* RECORDS:
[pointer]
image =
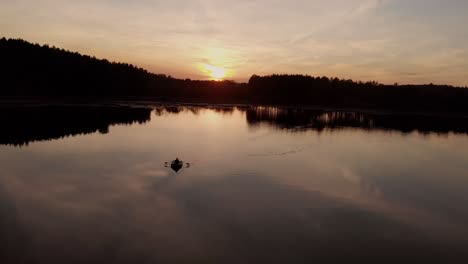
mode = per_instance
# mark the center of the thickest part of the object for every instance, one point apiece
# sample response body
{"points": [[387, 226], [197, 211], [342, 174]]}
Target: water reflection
{"points": [[22, 125], [268, 185]]}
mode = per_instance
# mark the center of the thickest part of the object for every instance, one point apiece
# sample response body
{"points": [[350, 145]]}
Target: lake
{"points": [[88, 184]]}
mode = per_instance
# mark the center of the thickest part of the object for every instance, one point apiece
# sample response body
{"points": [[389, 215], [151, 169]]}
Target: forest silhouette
{"points": [[22, 125], [33, 71]]}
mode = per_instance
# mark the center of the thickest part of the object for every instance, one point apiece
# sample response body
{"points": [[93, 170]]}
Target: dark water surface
{"points": [[265, 185]]}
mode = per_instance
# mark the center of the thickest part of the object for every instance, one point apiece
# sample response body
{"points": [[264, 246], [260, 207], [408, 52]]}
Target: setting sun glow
{"points": [[216, 73]]}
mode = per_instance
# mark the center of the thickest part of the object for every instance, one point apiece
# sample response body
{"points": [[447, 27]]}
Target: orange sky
{"points": [[418, 41]]}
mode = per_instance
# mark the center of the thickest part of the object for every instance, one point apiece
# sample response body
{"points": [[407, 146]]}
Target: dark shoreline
{"points": [[151, 102]]}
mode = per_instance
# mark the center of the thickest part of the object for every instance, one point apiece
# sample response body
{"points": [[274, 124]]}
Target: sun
{"points": [[215, 72]]}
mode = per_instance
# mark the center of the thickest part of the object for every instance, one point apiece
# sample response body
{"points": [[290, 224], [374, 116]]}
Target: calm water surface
{"points": [[265, 185]]}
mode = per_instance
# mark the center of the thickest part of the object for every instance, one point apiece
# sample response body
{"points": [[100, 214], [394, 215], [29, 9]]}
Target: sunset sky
{"points": [[405, 41]]}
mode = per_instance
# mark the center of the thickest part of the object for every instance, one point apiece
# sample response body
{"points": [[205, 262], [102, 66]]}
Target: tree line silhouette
{"points": [[22, 125], [25, 124], [31, 70]]}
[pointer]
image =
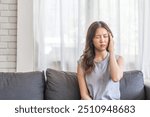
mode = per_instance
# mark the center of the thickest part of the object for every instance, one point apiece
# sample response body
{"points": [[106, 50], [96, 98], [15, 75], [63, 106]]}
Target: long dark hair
{"points": [[89, 51]]}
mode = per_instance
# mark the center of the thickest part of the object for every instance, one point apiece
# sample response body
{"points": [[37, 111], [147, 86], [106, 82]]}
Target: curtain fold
{"points": [[60, 28]]}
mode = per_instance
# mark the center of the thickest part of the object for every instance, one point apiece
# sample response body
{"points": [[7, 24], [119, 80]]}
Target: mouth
{"points": [[103, 45]]}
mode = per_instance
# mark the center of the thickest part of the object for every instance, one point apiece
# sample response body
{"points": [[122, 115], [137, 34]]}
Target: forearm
{"points": [[115, 70]]}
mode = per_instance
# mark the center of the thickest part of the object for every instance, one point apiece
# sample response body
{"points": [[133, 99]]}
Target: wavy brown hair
{"points": [[89, 51]]}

* TASK GOAL:
Make a word-for-word copy of the entries, without any pictures.

* ANSWER SECTION:
[pointer]
image =
mode = per_instance
# mark the center of the thickest part of the object for every instance, one point apiece
# sample response body
{"points": [[387, 226], [197, 211], [342, 174]]}
Target: water reflection
{"points": [[22, 125], [268, 185]]}
mode = per_instance
# mark the center of the thickest part of the object for every instance, one point apiece
# sample response body
{"points": [[350, 145]]}
Target: lake
{"points": [[88, 184]]}
mode = per_instance
# mark the center of the thickest part of the object for every instance, one point apiece
# sample response body
{"points": [[389, 215], [151, 169]]}
Target: forest silhouette
{"points": [[22, 125], [33, 71]]}
mode = per_instance
# mark the center of the thickest part of the object for every instance, one point apiece
# sample response body
{"points": [[93, 170]]}
Target: dark water surface
{"points": [[265, 185]]}
mode = per_instance
# mark the center of the thickest part of the object for every instance, one point apiece
# sample response body
{"points": [[264, 246], [260, 207], [408, 52]]}
Target: setting sun glow
{"points": [[216, 73]]}
mode = per_instance
# mark the center of the thickest part of the object for every instance, one point apiece
# sample response body
{"points": [[447, 27]]}
Target: orange sky
{"points": [[418, 41]]}
mode = per_instance
# mark the center of the thickest part of the object for every instance, one point apiece
# sample response body
{"points": [[407, 146]]}
Target: dark shoreline
{"points": [[151, 102]]}
mode = per_instance
# mark the center of the thickest part of the object for every instance, one point apiece
# sample response body
{"points": [[274, 124]]}
Target: sun
{"points": [[215, 72]]}
mode = per_instance
# mark the center of the thickest part of the object for every instance, one point apiece
# sample response body
{"points": [[290, 224], [374, 116]]}
Target: calm water surface
{"points": [[265, 185]]}
mode = per_instance
# mark the center of the thickest part of the object for every instance, one point apiece
# sample response body
{"points": [[100, 214], [394, 215], [29, 9]]}
Target: sunset sky
{"points": [[405, 41]]}
mode = per_instance
# mark the center of the thickest part of the object for every instance, one point apiece
# sample response body
{"points": [[205, 262], [102, 66]]}
Target: tree line silhouette
{"points": [[22, 125], [25, 124], [31, 70]]}
[pointer]
image =
mode = per_instance
# mark the center of the thickest part of the object for every instance, one point apiece
# sample response body
{"points": [[106, 50], [96, 98], [15, 75], [63, 106]]}
Target: long dark hair
{"points": [[89, 51]]}
mode = per_instance
# mark the center of the thickest part of the object for every instance, one point apiece
# sample response body
{"points": [[37, 111], [147, 86], [106, 82]]}
Target: curtain fold
{"points": [[60, 28]]}
mode = per_instance
# mark the center of the thickest part of the object for every instance, one point apiece
# sample response body
{"points": [[7, 24], [119, 80]]}
Target: mouth
{"points": [[103, 45]]}
mode = per_instance
# mark the center of the thickest part of the object for every instance, one point apiece
# sample response body
{"points": [[122, 115], [137, 34]]}
Target: forearm
{"points": [[115, 70]]}
mode = per_instance
# mark the center of the thickest part of the object for every instance, one point apiece
# sample response body
{"points": [[133, 99]]}
Target: wavy brown hair
{"points": [[89, 51]]}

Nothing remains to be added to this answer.